Exercise set.
[A] From the forum announcement, copy the passage from "The Forum titled" to "school system succeed." word for word.
[B] According to the forum announcement, where will the forum take place?

The Institute for Public Leadership and Social Equity, The PuLSE Institute, a Detroit-based non-partisan and independent think tank devoted to fighting poverty in the city and Detroit Public Schools Community District will host a forum on how poverty, race and illiteracy remain three disturbing impediments to the educational advancement many Detroit school children.
The Forum titled “Illiteracy, Poverty and Race: Confronting the Three Evils of Public Education in Detroit,” will be held on Wednesday, November 14, 6-7:30pm at Denby High School Auditorium, 12800 Kelly Road. The discussion which is free and open to the public, will feature DPSCD Superintendent Nikolai Vitti, Mark Rosenbaum, director of the Public Counsel Opportunity Under Law Project and lead counsel in the right to literacy case and several other speakers.
The Forum which will be the first constructive dialogue after the November 6 election about public education in Detroit, will also focus on how the next governor can be an effective ally in helping the school system succeed.

Records supplied.
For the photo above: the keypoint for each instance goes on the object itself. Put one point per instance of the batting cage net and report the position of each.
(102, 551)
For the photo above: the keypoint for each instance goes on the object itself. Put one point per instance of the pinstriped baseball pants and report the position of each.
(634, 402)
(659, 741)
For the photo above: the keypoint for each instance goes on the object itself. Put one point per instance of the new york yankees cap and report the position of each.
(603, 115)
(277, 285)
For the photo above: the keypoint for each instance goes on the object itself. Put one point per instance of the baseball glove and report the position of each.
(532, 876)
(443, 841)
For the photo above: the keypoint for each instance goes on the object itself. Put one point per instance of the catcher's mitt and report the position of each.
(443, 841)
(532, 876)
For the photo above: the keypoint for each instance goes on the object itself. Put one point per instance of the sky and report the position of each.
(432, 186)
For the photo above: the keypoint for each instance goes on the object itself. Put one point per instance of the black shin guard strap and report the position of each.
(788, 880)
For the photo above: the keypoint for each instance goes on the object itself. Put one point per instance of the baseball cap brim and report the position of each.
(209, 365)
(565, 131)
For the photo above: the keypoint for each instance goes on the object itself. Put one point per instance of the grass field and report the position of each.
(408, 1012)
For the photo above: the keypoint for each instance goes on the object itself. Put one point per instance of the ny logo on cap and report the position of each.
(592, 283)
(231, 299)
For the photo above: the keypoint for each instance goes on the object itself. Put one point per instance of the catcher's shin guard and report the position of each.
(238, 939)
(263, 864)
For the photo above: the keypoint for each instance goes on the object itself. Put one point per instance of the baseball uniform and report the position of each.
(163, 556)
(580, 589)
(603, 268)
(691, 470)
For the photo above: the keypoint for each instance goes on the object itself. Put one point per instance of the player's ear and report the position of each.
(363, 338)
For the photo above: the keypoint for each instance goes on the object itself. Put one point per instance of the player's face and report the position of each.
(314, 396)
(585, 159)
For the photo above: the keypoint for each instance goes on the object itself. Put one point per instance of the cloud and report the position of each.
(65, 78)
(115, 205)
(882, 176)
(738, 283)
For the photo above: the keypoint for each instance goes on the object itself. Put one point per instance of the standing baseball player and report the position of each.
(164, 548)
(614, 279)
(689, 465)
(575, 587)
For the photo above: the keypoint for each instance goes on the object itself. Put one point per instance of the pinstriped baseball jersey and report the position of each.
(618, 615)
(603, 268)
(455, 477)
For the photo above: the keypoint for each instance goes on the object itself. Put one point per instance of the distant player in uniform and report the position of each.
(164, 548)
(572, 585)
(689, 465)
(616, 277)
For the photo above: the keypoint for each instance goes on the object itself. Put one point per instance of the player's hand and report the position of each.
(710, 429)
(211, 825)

Solutions to each task.
[A]
The Forum titled “Illiteracy, Poverty and Race: Confronting the Three Evils of Public Education in Detroit,” will be held on Wednesday, November 14, 6-7:30pm at Denby High School Auditorium, 12800 Kelly Road. The discussion which is free and open to the public, will feature DPSCD Superintendent Nikolai Vitti, Mark Rosenbaum, director of the Public Counsel Opportunity Under Law Project and lead counsel in the right to literacy case and several other speakers.
The Forum which will be the first constructive dialogue after the November 6 election about public education in Detroit, will also focus on how the next governor can be an effective ally in helping the school system succeed.

[B] Denby High School Auditorium, 12800 Kelly Road.